▶ [PROBLEM STATEMENT] Leave out the pictures and copy everything else below exactly.

▶ [INPUT ROWS]
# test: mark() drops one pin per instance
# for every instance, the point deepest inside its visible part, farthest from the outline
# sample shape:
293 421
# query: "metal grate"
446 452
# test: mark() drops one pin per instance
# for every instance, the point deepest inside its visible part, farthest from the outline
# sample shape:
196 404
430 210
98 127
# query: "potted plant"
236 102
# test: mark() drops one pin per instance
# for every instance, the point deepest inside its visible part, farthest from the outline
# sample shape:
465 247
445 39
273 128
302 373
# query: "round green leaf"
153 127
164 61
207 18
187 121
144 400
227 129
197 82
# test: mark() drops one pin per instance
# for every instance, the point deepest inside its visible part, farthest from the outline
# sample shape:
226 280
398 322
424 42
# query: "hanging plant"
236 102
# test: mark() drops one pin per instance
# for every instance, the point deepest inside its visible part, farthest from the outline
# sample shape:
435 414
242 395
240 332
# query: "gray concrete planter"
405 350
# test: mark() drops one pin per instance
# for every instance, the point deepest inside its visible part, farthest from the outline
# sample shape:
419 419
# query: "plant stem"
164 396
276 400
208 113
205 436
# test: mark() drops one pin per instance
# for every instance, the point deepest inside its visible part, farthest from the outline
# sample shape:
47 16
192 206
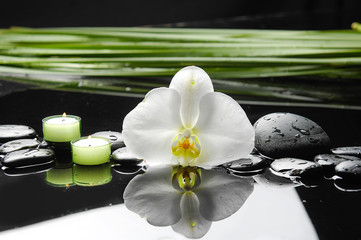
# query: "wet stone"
36 169
355 151
129 170
289 135
123 157
329 161
12 132
294 167
269 179
18 144
28 157
249 164
349 170
347 185
115 138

▶ [RESPONSE FOR THIS EXERCISE]
# test: mark() drops one pin per instance
# for every instance, the point deepest inside its visible part, farthest from the outline
# sample shape:
293 421
# query: "metal grate"
446 452
# test: mark() drops one pin per instance
# for every instance, the point deepest inside its visible part, farthest from the outline
# sample shape:
196 404
430 210
98 127
# query: "potted plant"
236 102
# test: mark() drops one pin per instance
# for every instance, the point deepest inside its visible part, farthest from the outline
# sample shape:
465 247
445 39
273 128
302 373
# query: "round green leaf"
153 127
164 61
207 18
187 121
144 400
227 129
197 82
# test: mark() drops one pin per instance
# for every instance, the point deepest inside its visible part, farthest from the outline
# sample shape:
226 280
398 322
424 42
# query: "hanging plant"
236 102
# test: mark() drops one pin per instance
# for every instance, the point deepest inside its visible part, farthest from the outline
# sample shape:
435 414
242 395
240 332
# query: "gray concrete planter"
405 350
# test: mark() drops one pin per instance
# for every instance, the point deepest inside its visible part, farthest from the outline
# sample shape:
419 419
# query: "plant stem"
164 396
276 400
208 113
205 436
# test: mark() drops one pin per instance
# for every instance, the point deepest inside its visible part, farthest from the outline
# sample shape:
47 16
192 206
# query: "wet stone"
36 169
355 151
129 170
289 135
123 157
329 161
12 132
294 167
269 179
18 144
28 157
249 164
349 170
347 185
115 138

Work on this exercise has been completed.